Your instructions: Please format the entries below as a JSON list of strings, one string per line, leaving out any blank lines.

Records shown:

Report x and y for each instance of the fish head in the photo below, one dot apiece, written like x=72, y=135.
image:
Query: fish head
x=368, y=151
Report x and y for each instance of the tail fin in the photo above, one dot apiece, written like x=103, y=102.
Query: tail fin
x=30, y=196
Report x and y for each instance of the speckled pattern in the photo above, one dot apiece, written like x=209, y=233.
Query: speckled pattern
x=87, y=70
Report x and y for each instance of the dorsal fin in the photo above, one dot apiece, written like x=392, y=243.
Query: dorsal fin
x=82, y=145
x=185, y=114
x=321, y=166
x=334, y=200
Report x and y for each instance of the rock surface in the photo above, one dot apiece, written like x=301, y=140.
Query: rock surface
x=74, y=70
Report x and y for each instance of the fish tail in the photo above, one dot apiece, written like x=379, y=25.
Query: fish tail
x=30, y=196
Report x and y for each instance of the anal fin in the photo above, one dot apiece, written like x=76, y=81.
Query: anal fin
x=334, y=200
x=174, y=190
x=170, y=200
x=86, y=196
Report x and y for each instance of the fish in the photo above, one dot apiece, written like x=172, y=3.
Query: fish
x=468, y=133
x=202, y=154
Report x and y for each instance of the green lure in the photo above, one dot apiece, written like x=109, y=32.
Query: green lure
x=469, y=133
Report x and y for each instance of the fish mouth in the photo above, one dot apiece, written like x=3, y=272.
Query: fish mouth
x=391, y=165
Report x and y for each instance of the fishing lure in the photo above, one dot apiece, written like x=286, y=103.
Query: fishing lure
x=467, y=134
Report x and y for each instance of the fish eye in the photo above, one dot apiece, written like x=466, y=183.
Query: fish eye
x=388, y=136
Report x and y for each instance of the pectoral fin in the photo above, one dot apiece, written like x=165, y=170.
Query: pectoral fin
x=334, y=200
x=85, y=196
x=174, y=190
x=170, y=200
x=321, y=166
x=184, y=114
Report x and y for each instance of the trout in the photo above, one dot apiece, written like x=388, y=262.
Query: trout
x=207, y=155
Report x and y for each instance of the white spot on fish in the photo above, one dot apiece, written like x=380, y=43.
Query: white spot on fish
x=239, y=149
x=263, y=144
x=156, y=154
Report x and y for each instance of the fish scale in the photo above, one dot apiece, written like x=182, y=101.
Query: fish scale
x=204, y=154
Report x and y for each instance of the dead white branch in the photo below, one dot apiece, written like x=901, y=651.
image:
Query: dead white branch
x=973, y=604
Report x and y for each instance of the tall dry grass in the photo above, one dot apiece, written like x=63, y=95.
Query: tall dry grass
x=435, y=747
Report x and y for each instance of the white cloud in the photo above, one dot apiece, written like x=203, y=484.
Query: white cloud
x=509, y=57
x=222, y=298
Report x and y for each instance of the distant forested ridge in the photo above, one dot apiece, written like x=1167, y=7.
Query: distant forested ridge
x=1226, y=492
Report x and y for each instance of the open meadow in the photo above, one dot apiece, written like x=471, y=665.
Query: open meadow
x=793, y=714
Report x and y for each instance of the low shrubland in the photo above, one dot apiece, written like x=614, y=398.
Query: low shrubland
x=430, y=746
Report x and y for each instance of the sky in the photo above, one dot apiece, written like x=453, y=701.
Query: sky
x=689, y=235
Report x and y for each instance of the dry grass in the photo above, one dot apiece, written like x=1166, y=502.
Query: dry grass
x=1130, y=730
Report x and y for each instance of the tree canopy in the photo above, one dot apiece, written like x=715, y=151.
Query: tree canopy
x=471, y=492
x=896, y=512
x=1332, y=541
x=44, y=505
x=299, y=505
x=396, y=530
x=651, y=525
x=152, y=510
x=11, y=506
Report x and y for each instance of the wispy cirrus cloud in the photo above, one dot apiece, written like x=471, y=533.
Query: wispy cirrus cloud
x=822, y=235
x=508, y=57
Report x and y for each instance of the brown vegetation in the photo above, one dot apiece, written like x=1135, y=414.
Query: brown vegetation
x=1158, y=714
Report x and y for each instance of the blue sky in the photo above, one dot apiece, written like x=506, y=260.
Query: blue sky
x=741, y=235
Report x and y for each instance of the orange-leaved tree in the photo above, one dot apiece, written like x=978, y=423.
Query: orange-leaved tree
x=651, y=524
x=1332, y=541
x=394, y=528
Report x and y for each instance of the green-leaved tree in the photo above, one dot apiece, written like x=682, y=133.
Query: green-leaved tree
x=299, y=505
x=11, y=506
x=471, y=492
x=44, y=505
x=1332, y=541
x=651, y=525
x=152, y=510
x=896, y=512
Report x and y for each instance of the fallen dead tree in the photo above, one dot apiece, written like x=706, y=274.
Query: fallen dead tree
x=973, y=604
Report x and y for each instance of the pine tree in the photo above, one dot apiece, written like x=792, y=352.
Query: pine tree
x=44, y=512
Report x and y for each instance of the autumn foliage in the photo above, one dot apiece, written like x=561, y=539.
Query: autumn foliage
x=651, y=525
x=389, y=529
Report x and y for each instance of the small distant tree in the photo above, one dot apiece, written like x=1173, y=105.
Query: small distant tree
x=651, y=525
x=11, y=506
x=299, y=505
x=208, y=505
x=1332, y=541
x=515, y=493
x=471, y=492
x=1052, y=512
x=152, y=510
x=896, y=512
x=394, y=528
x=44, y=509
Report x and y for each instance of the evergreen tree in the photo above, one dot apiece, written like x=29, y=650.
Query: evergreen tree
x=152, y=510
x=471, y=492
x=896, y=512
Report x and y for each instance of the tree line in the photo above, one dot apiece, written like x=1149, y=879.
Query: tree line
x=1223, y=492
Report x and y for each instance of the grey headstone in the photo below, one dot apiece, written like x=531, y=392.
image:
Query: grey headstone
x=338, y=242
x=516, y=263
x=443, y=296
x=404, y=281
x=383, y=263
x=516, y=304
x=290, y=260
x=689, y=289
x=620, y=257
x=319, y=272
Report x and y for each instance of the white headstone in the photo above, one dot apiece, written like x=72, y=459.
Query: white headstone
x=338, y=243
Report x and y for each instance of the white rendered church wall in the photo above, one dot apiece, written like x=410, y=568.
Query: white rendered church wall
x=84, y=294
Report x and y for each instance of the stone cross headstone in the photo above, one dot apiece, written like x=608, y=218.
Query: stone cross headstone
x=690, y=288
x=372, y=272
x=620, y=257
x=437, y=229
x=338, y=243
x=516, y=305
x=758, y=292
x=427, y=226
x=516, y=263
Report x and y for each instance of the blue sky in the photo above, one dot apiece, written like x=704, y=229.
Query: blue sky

The completed task:
[
  "Report x and y for each instance of the fish head in the photo below, one dot apiece, written like x=72, y=135.",
  "image:",
  "Query: fish head",
  "x=368, y=151",
  "Report x and y for each instance of the tail fin in the photo above, one dot apiece, written like x=103, y=102.",
  "Query: tail fin",
  "x=30, y=196",
  "Report x and y for each instance of the speckled pattern in the photo above, one dot apiece, written like x=209, y=233.",
  "Query: speckled pattern",
  "x=87, y=70",
  "Report x and y for each instance of the dorsal fin in the photo above, one dot apiece, written like x=392, y=243.",
  "Query: dorsal fin",
  "x=82, y=145",
  "x=185, y=114",
  "x=321, y=166",
  "x=334, y=200",
  "Report x and y for each instance of the rock surface in the photo above, one dot apiece, written like x=301, y=140.",
  "Query: rock surface",
  "x=74, y=70",
  "Report x and y for each instance of the fish tail in the photo above, one dot apiece, written like x=379, y=25.",
  "Query: fish tail",
  "x=30, y=196",
  "Report x and y for each instance of the anal fin in the photo above, one dot apiece, written like x=76, y=81.",
  "Query: anal fin",
  "x=334, y=200",
  "x=174, y=190",
  "x=170, y=200",
  "x=86, y=196",
  "Report x and y for each instance of the fish in the photo above, one dot apiece, written like x=172, y=3.",
  "Query: fish",
  "x=468, y=133",
  "x=202, y=154",
  "Report x and y for each instance of the green lure in the photo above, one dot apiece, written like x=109, y=32.",
  "Query: green lure",
  "x=469, y=133",
  "Report x and y for each instance of the fish mouth in the photo above, one dot apiece, written like x=3, y=272.",
  "Query: fish mouth",
  "x=391, y=165",
  "Report x and y for each instance of the fishing lure in the photo above, one dot apiece, written like x=286, y=103.",
  "Query: fishing lure",
  "x=467, y=134",
  "Report x and y for each instance of the fish eye in the photo above, one dot apiece, written like x=466, y=183.",
  "Query: fish eye",
  "x=388, y=136",
  "Report x and y for each instance of the pectoral fin in the photo above, one dot apiece, written like x=165, y=170.",
  "Query: pectoral fin",
  "x=334, y=200",
  "x=85, y=196",
  "x=174, y=190",
  "x=170, y=200",
  "x=321, y=166",
  "x=184, y=114",
  "Report x and y for each instance of the trout in the photo above, one dot apiece, written like x=388, y=262.",
  "Query: trout",
  "x=207, y=155",
  "Report x and y for each instance of the white spot on fish in the photo above, one dot apiece, written like x=380, y=43.",
  "Query: white spot on fish",
  "x=239, y=149",
  "x=263, y=144",
  "x=156, y=154",
  "Report x and y for each instance of the fish scale in the photo above, one dot apiece, written like x=182, y=101.",
  "Query: fish scale",
  "x=204, y=154",
  "Report x and y for each instance of the dead white branch in the photo below, one dot apiece, written like x=901, y=651.",
  "image:",
  "Query: dead white branch",
  "x=973, y=604",
  "Report x and y for each instance of the tall dry grass in the photo above, one dot apiece, written like x=63, y=95.",
  "Query: tall dry grass",
  "x=435, y=747",
  "Report x and y for each instance of the white cloud in the photo above, one dot apiece, written like x=203, y=484.",
  "Query: white cloud",
  "x=509, y=57",
  "x=222, y=298",
  "Report x and y for each instance of the distant forested ridge in the photo above, one dot apiece, written like x=1167, y=7.",
  "Query: distant forested ridge",
  "x=1226, y=492",
  "Report x and y for each instance of the open meadow in the photo above, one dot apiece, written like x=471, y=665.",
  "Query: open meadow",
  "x=793, y=714",
  "Report x and y for each instance of the low shrubland in the photo above, one dot apiece, written like x=614, y=398.",
  "Query: low shrubland",
  "x=430, y=746",
  "Report x and y for each instance of the sky in the photo above, one dot apiece, written like x=453, y=701.",
  "Query: sky",
  "x=689, y=235",
  "Report x and y for each instance of the dry grass in the photo above, one dot apiece, written like x=1166, y=502.",
  "Query: dry grass",
  "x=1130, y=730",
  "Report x and y for each instance of the tree canopy in the photo above, one dot apiece, written like x=715, y=151.",
  "Query: tree canopy",
  "x=471, y=492",
  "x=896, y=512",
  "x=1332, y=541",
  "x=44, y=505",
  "x=299, y=505",
  "x=396, y=530",
  "x=651, y=525",
  "x=152, y=510",
  "x=11, y=506",
  "Report x and y for each instance of the wispy cirrus cloud in the photo above, one dot apiece, written like x=471, y=533.",
  "Query: wispy cirrus cloud",
  "x=822, y=235",
  "x=508, y=57",
  "Report x and y for each instance of the brown vegetation in the photo above, one dot apiece, written like x=1135, y=414.",
  "Query: brown vegetation",
  "x=1158, y=714",
  "Report x and y for each instance of the blue sky in the photo above, one dot apiece, written like x=506, y=260.",
  "Query: blue sky",
  "x=741, y=235",
  "Report x and y for each instance of the orange-leaved tree in the photo above, one dot apiece, written like x=978, y=423.",
  "Query: orange-leaved tree",
  "x=651, y=524",
  "x=1332, y=541",
  "x=394, y=528",
  "Report x and y for each instance of the green-leaved tree in the photo above, one dot apiece, written like x=682, y=133.",
  "Query: green-leaved tree",
  "x=299, y=505",
  "x=11, y=506",
  "x=471, y=492",
  "x=44, y=505",
  "x=1332, y=541",
  "x=651, y=525",
  "x=152, y=510",
  "x=896, y=512",
  "Report x and y for each instance of the fallen dead tree in the photo above, one dot apiece, written like x=706, y=274.",
  "Query: fallen dead tree",
  "x=973, y=604",
  "Report x and y for each instance of the pine tree in the photo above, one dot apiece, written like x=792, y=352.",
  "Query: pine tree",
  "x=44, y=512",
  "Report x and y for each instance of the autumn foliage in the photo above, one dot apiece, written like x=561, y=539.",
  "Query: autumn foliage",
  "x=651, y=525",
  "x=389, y=529",
  "Report x and y for each instance of the small distant tree in the photo above, one dot apiece, written like x=1173, y=105.",
  "Query: small distant tree",
  "x=651, y=525",
  "x=11, y=506",
  "x=299, y=505",
  "x=208, y=505",
  "x=1332, y=541",
  "x=515, y=493",
  "x=471, y=492",
  "x=1052, y=512",
  "x=152, y=510",
  "x=896, y=512",
  "x=394, y=528",
  "x=44, y=509",
  "Report x and y for each instance of the evergreen tree in the photo above, one dot apiece, written like x=29, y=650.",
  "Query: evergreen tree",
  "x=152, y=510",
  "x=471, y=492",
  "x=896, y=512",
  "Report x and y for each instance of the tree line in the photo above, one dot apiece, written like x=1149, y=879.",
  "Query: tree line",
  "x=1223, y=492",
  "Report x and y for each instance of the grey headstone in the photo below, one dot apiece, written like x=531, y=392.",
  "image:",
  "Query: grey headstone",
  "x=338, y=242",
  "x=516, y=263",
  "x=443, y=296",
  "x=404, y=281",
  "x=383, y=263",
  "x=516, y=304",
  "x=290, y=260",
  "x=689, y=289",
  "x=620, y=257",
  "x=319, y=272",
  "Report x and y for each instance of the white headstone in the photo above, one dot apiece, written like x=72, y=459.",
  "Query: white headstone",
  "x=338, y=243",
  "Report x and y for each instance of the white rendered church wall in the photo above, one dot apiece, written like x=410, y=568.",
  "Query: white rendered church wall",
  "x=84, y=294",
  "Report x and y for each instance of the stone cross headstone in the photo above, one dot apiece, written like x=608, y=218.",
  "Query: stone cross headstone",
  "x=690, y=288",
  "x=372, y=272",
  "x=620, y=257",
  "x=437, y=229",
  "x=338, y=243",
  "x=516, y=305",
  "x=758, y=292",
  "x=427, y=226",
  "x=516, y=263",
  "Report x and y for each instance of the blue sky in the photo above, one dot apiece, written like x=704, y=229.",
  "Query: blue sky"
]